Point-per-instance localization data:
Segment Open

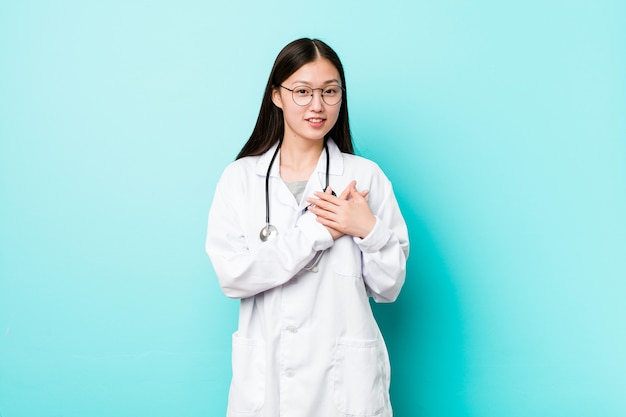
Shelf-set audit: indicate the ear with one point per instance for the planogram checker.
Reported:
(276, 98)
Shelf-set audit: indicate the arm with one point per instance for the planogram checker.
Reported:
(381, 235)
(245, 270)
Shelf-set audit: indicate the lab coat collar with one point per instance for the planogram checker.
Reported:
(335, 166)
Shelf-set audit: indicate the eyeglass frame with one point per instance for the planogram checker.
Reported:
(312, 92)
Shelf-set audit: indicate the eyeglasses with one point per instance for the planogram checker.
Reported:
(303, 95)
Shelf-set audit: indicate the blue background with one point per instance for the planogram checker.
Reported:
(501, 124)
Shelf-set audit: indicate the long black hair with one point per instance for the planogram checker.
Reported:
(270, 126)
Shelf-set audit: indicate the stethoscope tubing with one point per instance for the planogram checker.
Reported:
(269, 230)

Segment Closed

DIRECTIONS: Please write out, exactly as they appear, only the lines from the one holding "Shelf-set audit: indicate the lab" through the end of the data.

RESULT:
Shelf-set audit: indicate the lab coat collar with one point per instance for the planogram checker.
Reported:
(335, 166)
Shelf-set audit: indicate the eyeglass frame with one point per instance for the planogram checker.
Reported:
(312, 92)
Shelf-set audit: indicate the eyeglasses with one point per instance for the planogram checker.
Reported:
(303, 95)
Shelf-set audit: indicate the blue background with one point per instance for the planogram checker.
Reported:
(501, 124)
Shelf-set audit: indicate the long black hair with one point per instance for the planogram checker.
Reported:
(270, 126)
Shelf-set audit: indicate the stethoscope tubing with one point per instance for the planogram checker.
Reported:
(269, 230)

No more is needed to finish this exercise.